REQUIREMENT: Transcribe each of the entries below verbatim, without altering any word or character.
───
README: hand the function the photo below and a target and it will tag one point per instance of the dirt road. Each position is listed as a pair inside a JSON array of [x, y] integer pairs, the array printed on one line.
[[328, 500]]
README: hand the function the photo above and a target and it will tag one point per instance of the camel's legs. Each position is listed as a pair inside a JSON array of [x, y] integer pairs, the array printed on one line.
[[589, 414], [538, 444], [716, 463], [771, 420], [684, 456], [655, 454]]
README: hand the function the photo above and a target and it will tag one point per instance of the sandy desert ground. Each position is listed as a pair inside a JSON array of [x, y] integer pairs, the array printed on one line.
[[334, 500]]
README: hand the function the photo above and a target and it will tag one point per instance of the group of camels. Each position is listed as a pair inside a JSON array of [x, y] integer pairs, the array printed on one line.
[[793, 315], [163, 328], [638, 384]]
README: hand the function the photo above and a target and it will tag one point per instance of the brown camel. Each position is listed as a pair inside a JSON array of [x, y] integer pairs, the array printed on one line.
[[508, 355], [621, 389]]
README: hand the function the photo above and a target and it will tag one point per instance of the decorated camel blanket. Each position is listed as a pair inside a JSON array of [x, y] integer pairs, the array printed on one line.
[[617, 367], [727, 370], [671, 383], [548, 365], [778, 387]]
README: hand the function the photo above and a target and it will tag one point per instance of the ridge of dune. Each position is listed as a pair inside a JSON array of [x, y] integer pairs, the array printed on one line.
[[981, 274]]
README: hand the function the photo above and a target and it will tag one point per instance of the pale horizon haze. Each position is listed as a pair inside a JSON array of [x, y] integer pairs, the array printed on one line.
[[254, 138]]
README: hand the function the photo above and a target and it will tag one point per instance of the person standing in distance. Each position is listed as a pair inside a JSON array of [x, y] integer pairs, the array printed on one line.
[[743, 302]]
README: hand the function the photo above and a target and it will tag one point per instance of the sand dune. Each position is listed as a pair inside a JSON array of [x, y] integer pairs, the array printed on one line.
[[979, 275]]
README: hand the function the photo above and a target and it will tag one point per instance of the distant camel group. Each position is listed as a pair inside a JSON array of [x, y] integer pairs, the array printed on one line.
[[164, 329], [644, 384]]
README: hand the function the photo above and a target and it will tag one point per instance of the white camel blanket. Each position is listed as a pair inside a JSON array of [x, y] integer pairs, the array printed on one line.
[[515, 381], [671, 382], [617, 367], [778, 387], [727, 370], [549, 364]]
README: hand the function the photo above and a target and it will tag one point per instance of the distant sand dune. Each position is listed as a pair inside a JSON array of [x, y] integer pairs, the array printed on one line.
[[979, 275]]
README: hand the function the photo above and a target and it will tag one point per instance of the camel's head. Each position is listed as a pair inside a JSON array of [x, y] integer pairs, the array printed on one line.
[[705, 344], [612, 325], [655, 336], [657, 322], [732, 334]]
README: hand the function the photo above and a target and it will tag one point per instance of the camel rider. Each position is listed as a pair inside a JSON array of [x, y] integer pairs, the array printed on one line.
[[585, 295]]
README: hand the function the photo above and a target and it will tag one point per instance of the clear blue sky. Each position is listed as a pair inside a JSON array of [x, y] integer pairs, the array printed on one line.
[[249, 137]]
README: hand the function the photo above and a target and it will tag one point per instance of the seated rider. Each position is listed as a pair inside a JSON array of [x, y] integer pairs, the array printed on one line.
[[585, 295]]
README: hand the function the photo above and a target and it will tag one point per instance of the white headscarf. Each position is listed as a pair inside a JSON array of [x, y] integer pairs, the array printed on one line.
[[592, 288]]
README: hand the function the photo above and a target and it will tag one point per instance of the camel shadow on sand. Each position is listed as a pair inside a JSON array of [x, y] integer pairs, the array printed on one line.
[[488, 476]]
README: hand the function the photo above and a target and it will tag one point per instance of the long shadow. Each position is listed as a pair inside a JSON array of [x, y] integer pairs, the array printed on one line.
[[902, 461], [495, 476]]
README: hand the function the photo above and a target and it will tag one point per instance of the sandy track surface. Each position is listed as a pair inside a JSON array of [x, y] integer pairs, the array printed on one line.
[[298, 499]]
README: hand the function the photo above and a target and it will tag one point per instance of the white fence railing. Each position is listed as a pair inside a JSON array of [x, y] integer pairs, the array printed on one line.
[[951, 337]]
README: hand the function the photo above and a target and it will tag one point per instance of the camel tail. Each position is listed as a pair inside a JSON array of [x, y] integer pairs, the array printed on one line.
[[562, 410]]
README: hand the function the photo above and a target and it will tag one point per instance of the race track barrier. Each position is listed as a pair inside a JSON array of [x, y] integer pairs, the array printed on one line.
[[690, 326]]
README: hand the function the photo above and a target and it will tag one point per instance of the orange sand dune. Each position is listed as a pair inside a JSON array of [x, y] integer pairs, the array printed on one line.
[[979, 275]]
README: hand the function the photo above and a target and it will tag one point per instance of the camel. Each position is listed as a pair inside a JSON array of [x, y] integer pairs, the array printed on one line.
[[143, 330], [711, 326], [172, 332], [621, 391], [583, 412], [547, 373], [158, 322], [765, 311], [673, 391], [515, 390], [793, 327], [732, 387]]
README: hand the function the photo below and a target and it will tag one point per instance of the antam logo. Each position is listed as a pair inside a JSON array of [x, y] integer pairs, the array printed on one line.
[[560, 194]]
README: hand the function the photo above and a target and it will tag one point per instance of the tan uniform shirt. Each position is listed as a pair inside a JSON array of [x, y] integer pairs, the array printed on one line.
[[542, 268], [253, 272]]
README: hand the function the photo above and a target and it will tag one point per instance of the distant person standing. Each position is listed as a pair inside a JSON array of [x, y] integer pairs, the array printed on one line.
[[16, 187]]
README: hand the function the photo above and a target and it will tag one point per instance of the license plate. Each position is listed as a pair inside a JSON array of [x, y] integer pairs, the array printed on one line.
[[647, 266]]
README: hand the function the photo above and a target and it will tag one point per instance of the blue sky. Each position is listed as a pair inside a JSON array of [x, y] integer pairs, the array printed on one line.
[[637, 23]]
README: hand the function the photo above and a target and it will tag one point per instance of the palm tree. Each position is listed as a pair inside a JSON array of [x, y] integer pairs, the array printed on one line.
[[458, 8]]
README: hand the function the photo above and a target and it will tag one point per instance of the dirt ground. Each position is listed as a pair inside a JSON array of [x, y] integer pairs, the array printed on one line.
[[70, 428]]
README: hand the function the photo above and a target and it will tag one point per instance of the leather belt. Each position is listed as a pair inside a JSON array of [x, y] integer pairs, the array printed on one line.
───
PROBLEM SOLUTION:
README: hand the function the photo below and a target and it will tag one point per instance of the dirt road. Each position is listed as a pair inside a JSON array of [x, y] integer pairs, the array printed on one line.
[[328, 500]]
README: hand the function the photo above and a target and it will tag one point per instance of the camel's legs. Each position is listed as a pair inside a JSON array of [x, y] integer pairs, the array printed on one line.
[[589, 414], [538, 444], [716, 463], [771, 420], [684, 456], [655, 454]]
README: hand the function the photo above and a target and it will tag one point per instance of the sandy desert ground. Each position is listed as a pair inside a JSON array of [x, y] integer pairs, the array printed on one line.
[[334, 500]]
README: hand the function the photo above and a target and it will tag one point per instance of the group of camels. Each position is listed as a pair inside a JSON array of [x, y] integer pairs, the array printed on one line.
[[793, 315], [163, 328], [638, 384]]
README: hand the function the photo above and a target and it will tag one point per instance of the brown camel. Each position is listed as a pair inside a JSON array of [x, y] integer pairs, the array printed on one line.
[[508, 355], [621, 389]]
README: hand the function the photo above and a target and it will tag one point per instance of the decorated camel blanket. Each position is listed as a pair inside a JSON array of [x, y] integer pairs, the array printed on one line.
[[617, 367], [727, 370], [671, 383], [548, 365], [778, 387]]
README: hand the function the photo above and a target and it will tag one point per instance of the ridge of dune. Each position is listed as a pair inside a JSON array of [x, y] integer pairs, the array printed on one line.
[[981, 274]]
README: hand the function the photo above and a target and it will tag one point per instance of the pale horizon haze. Each position is listed as a pair inside a JSON array of [x, y] integer pairs, the array printed on one line.
[[254, 138]]
README: hand the function the photo above and a target and it will tag one point per instance of the person standing in distance. Each position is listed as a pair inside a JSON array of [x, y] integer pairs, the array printed on one line.
[[743, 302]]
README: hand the function the photo above and a target and it will tag one point per instance of the sand dune. Each position is listed as a pair inside a JSON array of [x, y] integer pairs, the array printed on one line.
[[979, 275]]
README: hand the function the photo above and a target and it will tag one point per instance of the distant camel group. Each position is listed as a pair inside a JSON array of [x, y] integer pairs, the array printed on one line.
[[164, 329], [644, 384]]
README: hand the function the photo above and a target and it will tag one point per instance of the white camel blanket. Each position is listed as a pair inside a JSON array of [x, y] integer pairs, the array printed on one line.
[[515, 381], [671, 382], [617, 367], [778, 387], [727, 370], [549, 364]]
README: hand the function the photo above and a target and it will tag one point per instance of the distant sand dune. Each position is listed as a pair inside a JSON array of [x, y] integer pairs, the array printed on one line.
[[979, 275]]
README: hand the function the photo above and a target and it will tag one point per instance of the camel's head. Each position is listed as a pair inside a JSON array of [x, y] integer pairs, the array printed on one line.
[[705, 344], [612, 325], [655, 336], [657, 322], [732, 334]]
README: hand the function the photo above and a target and it will tag one point per instance of the camel rider. Each position is listed as a pair inside a JSON array of [x, y] integer pairs, the array printed on one line.
[[585, 295]]
README: hand the function the photo above and a target and it will tag one point per instance of the clear blue sky. Each position is listed as a pair inside a JSON array of [x, y] integer pairs, the array printed on one line.
[[249, 137]]
README: hand the function the photo above and a target and it will tag one point per instance of the seated rider. Each position is listed as a pair inside a JSON array of [x, y] integer pairs, the array printed on one line.
[[585, 295]]
README: hand the function the photo above and a target and it will tag one point per instance of the white headscarf. Each position is listed as a pair inside a JSON array of [x, y] integer pairs, the array printed on one line.
[[592, 288]]
README: hand the function the photo above and a target and it will tag one point per instance of the camel shadow on sand. Each position is listed as a pair inside a JSON array of [x, y] integer pairs, the array printed on one line.
[[488, 476]]
README: hand the function the photo above and a target and it will tag one point per instance of the long shadow. Each position is listed as a pair inside a JSON array of [x, y] integer pairs, the array printed on one line.
[[902, 461], [495, 476]]
README: hand the function the photo above and a target and it will tag one point per instance of the sandy track surface. Each position is listed as a pair inside a JSON array of [x, y] integer pairs, the array printed on one line.
[[298, 499]]
README: hand the function the photo above and a target and it will tag one point per instance of the white fence railing. Each position is listed as a pair inside a JSON array of [x, y] integer pairs, the array printed on one line.
[[951, 337]]
README: hand the function the photo above and a target and it will tag one point per instance of the camel tail. Each position is listed as a pair inside a JSON array of [x, y] integer pairs, the array printed on one line.
[[562, 410]]
README: hand the function the photo above and a target and it will tag one point per instance of the race track barrier. Each position is listed as a pair inside a JSON array of [x, y] integer pairs, the array printed on one line.
[[690, 326]]
README: hand the function the photo above and a target and it will tag one point per instance of the orange sand dune. Each position is listed as a pair inside a JSON array of [x, y] integer pairs, the array printed on one line.
[[979, 275]]
README: hand the function the photo above and a target and it will tag one point per instance of the camel. Each position is listed as a pair inside a JSON array of [x, y] integer pairs, the array printed on one line.
[[143, 330], [711, 326], [172, 332], [621, 391], [583, 412], [547, 373], [158, 322], [765, 311], [673, 391], [515, 390], [793, 327], [732, 387]]
README: hand the function the photo below and a target and it will tag one point per instance of the antam logo. Each position is listed as a pair inside a JSON array of [x, y] integer pairs, the array printed on one line.
[[560, 194]]
README: hand the function the photo above and a target and it will tag one point per instance of the tan uniform shirt. Each position is listed as a pair inside a JSON array of [x, y] integer pairs, the array printed on one line.
[[542, 268], [253, 272]]
README: hand the function the photo above and a target and it will tag one point per instance of the distant person standing. Each position is listed as a pair inside a JSON array of [x, y] integer pairs, the array printed on one line.
[[16, 187]]
README: hand the function the photo above and a target and it will tag one point per instance of the license plate. Each position is listed as a pair inside a JSON array of [x, y] integer pairs, the array printed on one line.
[[647, 266]]
README: hand the function the photo above and a target and it will tag one point per instance of the blue sky. Each position is listed as a pair inside a JSON array of [x, y] integer pairs, the array printed on one line.
[[637, 23]]
README: hand the function the photo above and a target and it will tag one point per instance of the palm tree. Each position is listed as a pair inside a JSON array of [x, y] integer pairs, the array printed on one line.
[[458, 8]]
README: hand the function the photo above and a target and it will tag one point per instance of the dirt ground. Each position is listed as a pair inside a JSON array of [x, y] integer pairs, the array printed on one line.
[[70, 428]]
README: hand the function the photo above and a target and it will tag one point per instance of the leather belt. Each position is listed as a pair inside a JSON array of [x, y] integer pairs, the array printed on one line.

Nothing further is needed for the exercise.